ANALISIS

Resep Cukai Baru ala Purbaya Sasar Popok hingga Tisu Basah, Tepatkah?

Lidya Julita Sembiring | CNN Indonesia
Rabu, 12 Nov 2025 07:35 WIB
Tanpa desain tepat dan sensitivitas sosial, pengenaan cukai ke produk esensial seperti popok bayi hingga tisu basah akan jadi bumerang dan MBR paling dirugikan.
Tanpa desain tepat dan sensitivitas sosial, pengenaan cukai ke produk esensial seperti popok bayi hingga tisu basah akan jadi bumerang dan MBR paling dirugikan. (Foto: ANTARA FOTO/Indrianto Eko Suwarso)
Jakarta, CNN Indonesia --

Rencana Menteri Keuangan Purbaya Yudhi Sadewa memperluas objek barang kena cukai (BKC) lewat Peraturan Menteri Keuangan (PMK) Nomor 70 Tahun 2025 tentang Rencana Strategis Kementerian Keuangan Tahun 2025-2029 memantik perdebatan publik.

Dalam beleid itu, pemerintah membuka ruang untuk mengenakan cukai pada sejumlah barang konsumsi harian seperti popok, tisu basah, makanan mengandung micin, hingga makanan dan minuman kemasan.

MATERI YANG DISEDIAKAN:

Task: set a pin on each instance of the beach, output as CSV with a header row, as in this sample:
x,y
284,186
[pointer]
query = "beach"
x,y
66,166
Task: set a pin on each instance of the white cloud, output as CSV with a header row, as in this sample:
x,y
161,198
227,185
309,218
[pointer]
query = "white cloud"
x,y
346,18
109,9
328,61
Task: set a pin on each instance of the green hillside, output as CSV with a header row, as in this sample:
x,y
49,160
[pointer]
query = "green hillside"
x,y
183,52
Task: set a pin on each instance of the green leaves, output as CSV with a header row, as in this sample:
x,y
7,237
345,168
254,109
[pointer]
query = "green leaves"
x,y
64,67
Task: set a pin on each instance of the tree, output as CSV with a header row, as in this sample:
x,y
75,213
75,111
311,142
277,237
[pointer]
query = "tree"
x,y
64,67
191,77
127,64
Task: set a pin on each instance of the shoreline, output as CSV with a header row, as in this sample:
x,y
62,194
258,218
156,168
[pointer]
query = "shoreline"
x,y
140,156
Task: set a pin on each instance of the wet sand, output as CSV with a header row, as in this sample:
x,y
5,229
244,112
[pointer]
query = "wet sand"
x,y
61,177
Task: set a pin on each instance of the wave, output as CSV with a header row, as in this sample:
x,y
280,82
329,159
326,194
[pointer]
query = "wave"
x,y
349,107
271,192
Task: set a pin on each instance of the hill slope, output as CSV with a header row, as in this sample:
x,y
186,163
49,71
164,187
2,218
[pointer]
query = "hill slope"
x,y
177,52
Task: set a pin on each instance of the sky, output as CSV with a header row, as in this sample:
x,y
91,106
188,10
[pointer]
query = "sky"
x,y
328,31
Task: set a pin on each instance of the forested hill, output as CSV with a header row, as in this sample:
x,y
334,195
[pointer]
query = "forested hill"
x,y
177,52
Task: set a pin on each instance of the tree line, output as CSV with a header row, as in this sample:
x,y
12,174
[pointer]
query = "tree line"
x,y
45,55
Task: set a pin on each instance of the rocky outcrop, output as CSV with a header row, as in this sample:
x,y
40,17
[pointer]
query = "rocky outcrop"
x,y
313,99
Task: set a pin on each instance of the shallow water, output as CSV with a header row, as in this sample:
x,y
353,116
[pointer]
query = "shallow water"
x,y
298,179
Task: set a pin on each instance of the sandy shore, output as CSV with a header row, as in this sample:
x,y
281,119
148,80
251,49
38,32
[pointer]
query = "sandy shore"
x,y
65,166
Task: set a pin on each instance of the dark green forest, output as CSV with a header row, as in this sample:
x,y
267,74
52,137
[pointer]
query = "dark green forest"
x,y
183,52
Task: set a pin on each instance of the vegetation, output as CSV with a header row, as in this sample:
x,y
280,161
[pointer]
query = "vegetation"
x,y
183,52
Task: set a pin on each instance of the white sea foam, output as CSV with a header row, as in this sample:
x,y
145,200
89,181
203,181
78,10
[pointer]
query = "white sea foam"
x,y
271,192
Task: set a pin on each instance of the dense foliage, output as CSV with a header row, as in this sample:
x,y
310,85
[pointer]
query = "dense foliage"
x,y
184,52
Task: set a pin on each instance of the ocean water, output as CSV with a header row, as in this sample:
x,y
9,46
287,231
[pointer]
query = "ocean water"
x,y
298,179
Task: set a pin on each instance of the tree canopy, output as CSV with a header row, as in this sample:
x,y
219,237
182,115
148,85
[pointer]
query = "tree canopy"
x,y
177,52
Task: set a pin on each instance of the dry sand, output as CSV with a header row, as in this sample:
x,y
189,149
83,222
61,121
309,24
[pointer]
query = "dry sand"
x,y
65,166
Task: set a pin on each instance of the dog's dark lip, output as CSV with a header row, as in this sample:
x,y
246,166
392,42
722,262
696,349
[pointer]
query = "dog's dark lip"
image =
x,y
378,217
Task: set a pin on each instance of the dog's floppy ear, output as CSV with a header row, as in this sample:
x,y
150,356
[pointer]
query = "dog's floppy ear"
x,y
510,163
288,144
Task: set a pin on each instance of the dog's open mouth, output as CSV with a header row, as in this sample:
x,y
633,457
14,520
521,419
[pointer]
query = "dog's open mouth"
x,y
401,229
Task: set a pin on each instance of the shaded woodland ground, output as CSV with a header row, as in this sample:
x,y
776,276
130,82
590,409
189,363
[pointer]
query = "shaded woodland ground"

KETENTUAN TUGAS:
A – Jawab pertanyaan berikut berdasarkan artikel tentang rencana cukai baru:
(i) Peraturan menteri nomor dan tahun berapa yang memuat rencana perluasan objek barang kena cukai?
(ii) Menurut artikel, siapa yang paling dirugikan jika pengenaan cukai dilakukan tanpa desain tepat dan sensitivitas sosial?
(iii) Barang konsumsi harian apa saja yang disebut dalam beleid itu?
B – Tuliskan kembali bagian artikel tentang rencana cukai baru dari "Lidya Julita Sembiring" sampai "FOTO/Indrianto Eko Suwarso)", tanpa mengubah satu kata pun.
Materi di atas tidak dipakai sama sekali di sini.

JAWABAN LATIHAN:
A –
(i) Peraturan Menteri Keuangan (PMK) Nomor 70 Tahun 2025.
(ii) MBR.
(iii) Popok, tisu basah, makanan mengandung micin, serta makanan dan minuman kemasan.

B –
Lidya Julita Sembiring | CNN Indonesia
Rabu, 12 Nov 2025 07:35 WIB
Tanpa desain tepat dan sensitivitas sosial, pengenaan cukai ke produk esensial seperti popok bayi hingga tisu basah akan jadi bumerang dan MBR paling dirugikan.
Tanpa desain tepat dan sensitivitas sosial, pengenaan cukai ke produk esensial seperti popok bayi hingga tisu basah akan jadi bumerang dan MBR paling dirugikan. (Foto: ANTARA FOTO/Indrianto Eko Suwarso)